## Exercise details
Type out each record word for word. Pictures stay out.

## Data extracts
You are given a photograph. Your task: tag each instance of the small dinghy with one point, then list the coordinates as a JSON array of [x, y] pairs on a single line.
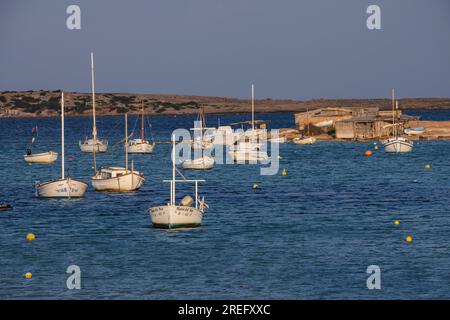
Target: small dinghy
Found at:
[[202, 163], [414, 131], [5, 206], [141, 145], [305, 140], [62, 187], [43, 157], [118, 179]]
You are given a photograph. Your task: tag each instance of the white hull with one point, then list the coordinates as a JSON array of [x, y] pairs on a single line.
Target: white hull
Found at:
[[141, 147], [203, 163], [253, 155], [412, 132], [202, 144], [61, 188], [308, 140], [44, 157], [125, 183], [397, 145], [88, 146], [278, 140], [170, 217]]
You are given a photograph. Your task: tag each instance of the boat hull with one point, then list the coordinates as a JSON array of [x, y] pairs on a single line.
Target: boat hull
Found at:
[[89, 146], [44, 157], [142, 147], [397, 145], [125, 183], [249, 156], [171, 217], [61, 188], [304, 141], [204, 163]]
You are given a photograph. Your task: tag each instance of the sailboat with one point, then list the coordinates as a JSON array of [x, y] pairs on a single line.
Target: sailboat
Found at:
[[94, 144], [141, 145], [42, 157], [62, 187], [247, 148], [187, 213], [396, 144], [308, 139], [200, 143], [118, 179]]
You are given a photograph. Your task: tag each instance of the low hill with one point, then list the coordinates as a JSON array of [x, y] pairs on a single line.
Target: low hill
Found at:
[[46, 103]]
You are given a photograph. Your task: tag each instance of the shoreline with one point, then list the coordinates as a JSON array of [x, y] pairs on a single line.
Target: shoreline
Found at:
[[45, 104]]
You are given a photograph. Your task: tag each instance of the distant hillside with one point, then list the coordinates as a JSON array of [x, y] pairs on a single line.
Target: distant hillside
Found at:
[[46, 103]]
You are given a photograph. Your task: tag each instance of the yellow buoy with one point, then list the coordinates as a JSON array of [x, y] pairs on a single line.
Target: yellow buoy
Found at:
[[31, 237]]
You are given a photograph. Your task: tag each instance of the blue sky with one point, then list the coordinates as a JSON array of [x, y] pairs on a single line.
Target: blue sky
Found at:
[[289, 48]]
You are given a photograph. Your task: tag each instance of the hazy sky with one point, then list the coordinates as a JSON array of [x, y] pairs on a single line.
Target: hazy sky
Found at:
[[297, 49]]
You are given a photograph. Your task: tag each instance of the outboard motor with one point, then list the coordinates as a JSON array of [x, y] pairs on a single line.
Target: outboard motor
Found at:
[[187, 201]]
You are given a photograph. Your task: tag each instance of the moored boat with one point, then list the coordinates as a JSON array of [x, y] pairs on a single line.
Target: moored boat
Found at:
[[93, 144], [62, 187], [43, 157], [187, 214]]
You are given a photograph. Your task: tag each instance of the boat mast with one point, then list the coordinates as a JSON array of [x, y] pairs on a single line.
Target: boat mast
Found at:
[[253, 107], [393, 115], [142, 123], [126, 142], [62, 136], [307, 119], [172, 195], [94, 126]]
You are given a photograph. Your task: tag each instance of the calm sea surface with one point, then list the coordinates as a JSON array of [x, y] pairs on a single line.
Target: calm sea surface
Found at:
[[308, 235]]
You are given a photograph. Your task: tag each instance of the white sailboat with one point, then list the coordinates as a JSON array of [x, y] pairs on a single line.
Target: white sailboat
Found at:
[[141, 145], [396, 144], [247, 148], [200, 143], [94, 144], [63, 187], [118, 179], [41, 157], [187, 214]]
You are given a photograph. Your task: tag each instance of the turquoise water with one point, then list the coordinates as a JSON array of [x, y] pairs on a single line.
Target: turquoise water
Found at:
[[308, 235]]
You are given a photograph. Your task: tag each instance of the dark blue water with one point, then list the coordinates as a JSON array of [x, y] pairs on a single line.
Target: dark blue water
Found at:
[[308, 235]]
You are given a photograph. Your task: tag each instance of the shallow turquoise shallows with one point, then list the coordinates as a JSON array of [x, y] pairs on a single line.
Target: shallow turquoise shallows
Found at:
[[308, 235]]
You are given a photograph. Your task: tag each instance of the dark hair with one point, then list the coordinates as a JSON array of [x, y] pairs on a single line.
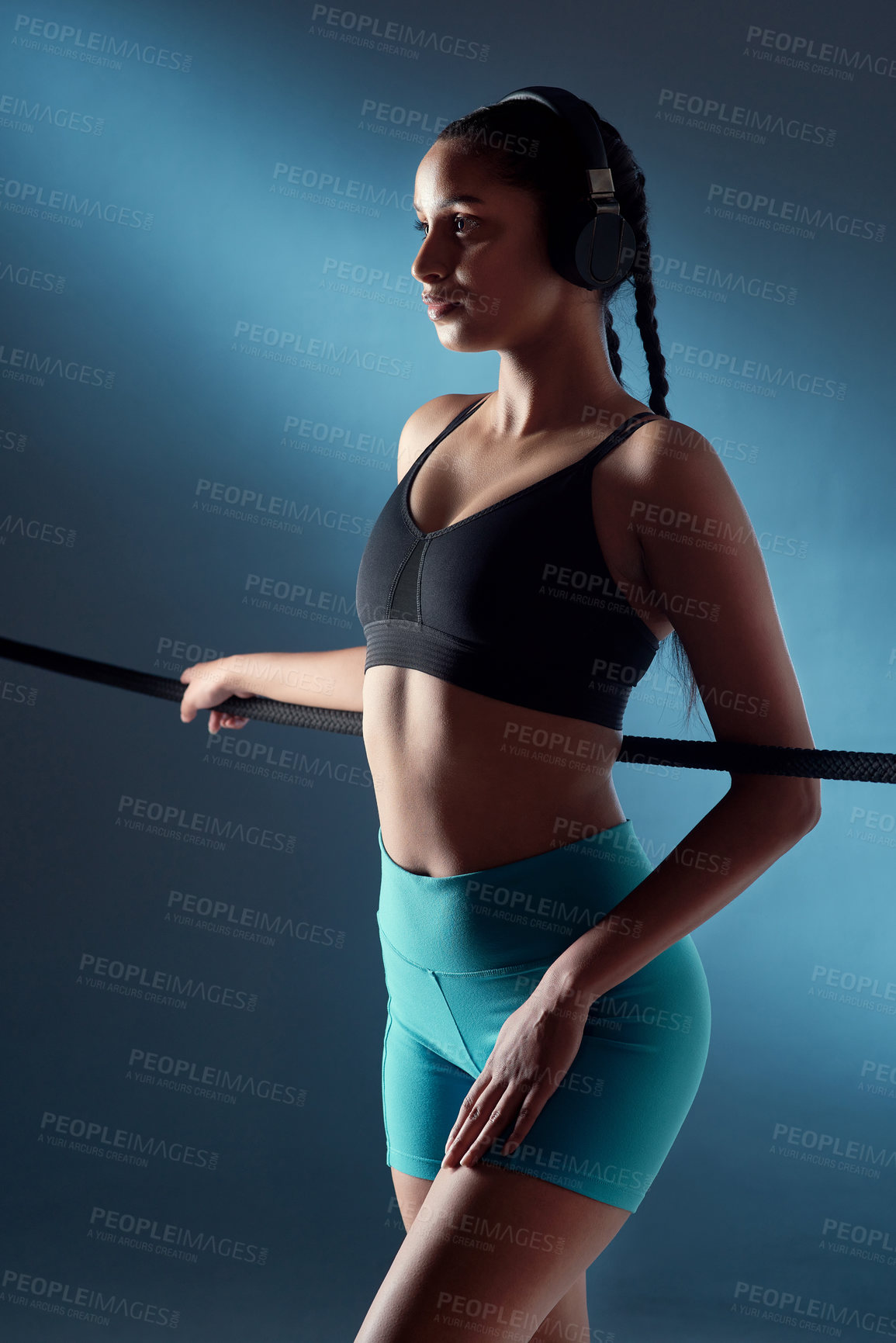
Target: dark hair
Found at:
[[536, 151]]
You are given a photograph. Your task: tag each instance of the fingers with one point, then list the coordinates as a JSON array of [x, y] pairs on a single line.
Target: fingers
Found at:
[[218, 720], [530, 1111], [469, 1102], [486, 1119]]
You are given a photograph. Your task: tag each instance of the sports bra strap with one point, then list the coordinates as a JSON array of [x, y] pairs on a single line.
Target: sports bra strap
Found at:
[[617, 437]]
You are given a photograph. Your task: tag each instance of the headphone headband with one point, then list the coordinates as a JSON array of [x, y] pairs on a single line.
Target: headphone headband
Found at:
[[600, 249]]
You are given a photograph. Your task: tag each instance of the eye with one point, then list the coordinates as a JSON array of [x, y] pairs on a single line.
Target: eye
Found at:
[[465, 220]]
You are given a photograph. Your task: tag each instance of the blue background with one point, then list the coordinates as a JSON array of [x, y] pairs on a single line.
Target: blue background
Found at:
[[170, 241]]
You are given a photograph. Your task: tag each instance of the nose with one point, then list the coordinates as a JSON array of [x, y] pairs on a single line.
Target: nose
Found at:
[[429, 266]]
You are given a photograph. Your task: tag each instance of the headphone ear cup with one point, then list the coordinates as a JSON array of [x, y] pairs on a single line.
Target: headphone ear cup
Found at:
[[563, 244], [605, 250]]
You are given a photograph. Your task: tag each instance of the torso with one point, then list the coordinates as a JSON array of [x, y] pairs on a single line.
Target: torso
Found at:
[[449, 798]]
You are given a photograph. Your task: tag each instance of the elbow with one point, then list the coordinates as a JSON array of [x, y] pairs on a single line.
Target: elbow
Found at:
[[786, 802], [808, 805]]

## Exercise output
You are given a photograph. Your task: tag each instance of the small dinghy with one point, then list the coordinates as a JSON array of [x, y] pairs on a single line.
Target: small dinghy
Found at:
[[202, 163], [414, 131], [5, 206], [141, 145], [305, 140], [62, 187], [43, 157], [118, 179]]
You are given a photograph. Your task: tag each instance of the white hull with one point, then list the coordinates as a JSON array of [x, y] pairs on a single line.
Target: white hull
Found at:
[[141, 147], [203, 163], [253, 155], [412, 132], [202, 144], [61, 188], [308, 140], [44, 157], [125, 183], [397, 145], [88, 146], [278, 140], [170, 217]]
You are given a photograph. Your task: tag each instance of the boat hull with one point, then list the coordinates as a JSON array of [x, y] pairs on a single line.
Target: boat hull
Found at:
[[89, 146], [44, 157], [142, 147], [397, 145], [125, 183], [249, 156], [171, 217], [61, 188], [304, 141], [204, 163]]
You are given a photograph. Your task: tag each instance of the sailboat with one point, then list the coordinates as a JSON array of [x, y] pairs on a single line.
Target: sailboat
Found at:
[[94, 144], [141, 145], [42, 157], [62, 187], [247, 148], [187, 213], [396, 144], [308, 139], [200, 143], [118, 179]]
You are given a photograph. Your task: tag each instance of the low hill with one point, then list the coordinates as a JSON array of [x, y] pairs on a single line.
Target: low hill
Found at:
[[46, 103]]
You are given a photograph. Your task: tag each instance of the shoreline with one point, then list the coordinates as a JSON array of [x, y] pairs on a single line.
Target: shoreline
Found at:
[[45, 104]]
You are given a photograph. Your task: tag each instance of the distant hillside with one point, then list the coordinates as a JSON array of [x, y] pairs on a single line.
Target: distant hillside
Found at:
[[46, 103]]
You are given a photograph. Your task: tag each instance of the yellow buoy with one point, then list the coordinates as a JSON array of [x, y] pairs on a single line.
Target: yellow buoy
Found at:
[[31, 237]]
You are given a photograph. Your task: tag each instance of the blue sky with one point, then list the coordinates as a JSON array of [x, y] pairs on a single line.
Target: blue sky
Found at:
[[289, 48]]
You are given a photograph. Your task: tag each instance of the hazy sky with one point, then list the coordinates as a JSON array of [x, y] pairs on a single line.
Target: hazy sky
Found at:
[[297, 49]]
You are given a photograph. Your task: tag each instance of the outboard motor with one point, then list the coordinates as a JSON array of [x, y] pairs on a single line.
Target: outboard motor
Found at:
[[187, 201]]
You are given a photograph. Your task: tag each instance of the moored boat with one point, then list the coordinates as a JSON array of [x, y] pairs on a single line.
Target: moored boat
Found at:
[[93, 144], [62, 187], [43, 157], [187, 214]]
You are given a photograph. Your task: tag each instance of the boat mast with one point, then list the coordinates as a JSON array of [x, y] pairs on a single line.
Target: boat mast
Found at:
[[253, 107], [393, 115], [142, 123], [126, 142], [62, 136], [307, 119], [172, 195], [94, 126]]
You are given a photograph. Your task: tag each instance of the calm sea surface with one point, then list the coordinates as a JSON array of [x, y] pairs on a single line.
Target: calm sea surface
Found at:
[[308, 235]]
You are given a photograph. Your task: tag each instance of the white sailboat with one point, then list the coordinates as a JSON array of [x, y] pairs on a single line.
Target: white sailboat
Found at:
[[141, 145], [396, 144], [247, 148], [200, 143], [94, 144], [63, 187], [118, 179], [41, 157], [187, 214]]
You are given a photograph. Your task: tag each instance of the turquoise water with one point, then list the coordinates as a JSON array of [x, y] pairs on a single line.
Target: turquoise water
Found at:
[[308, 235]]
You are given a photograph. Your task: tag each instance of the dark blue water with one point, then list the coordinates as a JSON array of [x, y] pairs on a single line.
Target: dark blue water
Found at:
[[308, 235]]
You are given a photograph. Your task: tag each instance of the shallow turquoise shallows with one point, then list the coordinates as a JSON array of [x, y] pairs on a single line.
Target: shallow turquoise shallows
Found at:
[[308, 235]]
You are given a photograph. Your task: tag each instance of the dark hair with one point, then list the coordinates as a JSON array of [x, y] pairs on a single line.
Target: dark hair
Found at:
[[536, 151]]
You are given a photograph. Your task: tag each instance of the fingers with one point, then list the coordinates as a JSON array of [x, y] pairs on a single line.
Target: fingers
Found at:
[[218, 720], [530, 1111], [469, 1102], [486, 1119]]
You are given a photograph. Your task: tag each instance of the sports bra strap with one point, then list the coordinates as a JSON array of [x, y] pairs on a single line.
Target: sports bra strap
Found at:
[[617, 437]]
You are given a photograph. Your task: tag each instance of the headphone headband with one point, then list the coordinates as a JSON array of [x, y] pairs on a single line.
Target: headphone headband
Found at:
[[600, 249]]
You are given a photograph. Your task: tag each instance of the eye with one point, then list the coordinates as a JSON array of [x, y] pairs on a single line.
Target: eye
Found at:
[[465, 220]]
You are given a photograph. Your task: tag each instance of the blue background with one point, then list the coordinates as a JSON array of [x, y] pairs on a single line.
Target: blue background
Found at:
[[170, 241]]
You are given a photograph. Your task: tag each instance of the nose with one point, then list the coordinates as a JSON array of [x, y] pairs on a single line.
Target: nose
Found at:
[[429, 266]]
You are given a photograph. Your task: tag each instance of the headphone ear cup with one point, then list the coordinates as a JSON array of [x, y] pairs on a single line.
Target: headphone ear cup
Found at:
[[563, 244], [605, 250]]
You are given a photograph. Your task: tag each instance of the torso with one point, then list the coordinates as a JSON array of [x, y] pairs on a single line.
Target: torso
Found at:
[[449, 798]]
You are given a photograph. Your task: tag each instance of the elbow with one point, then list the coordinates as a JSON array of [x, y] pairs on a single line.
Target: elbow
Found at:
[[786, 802], [808, 805]]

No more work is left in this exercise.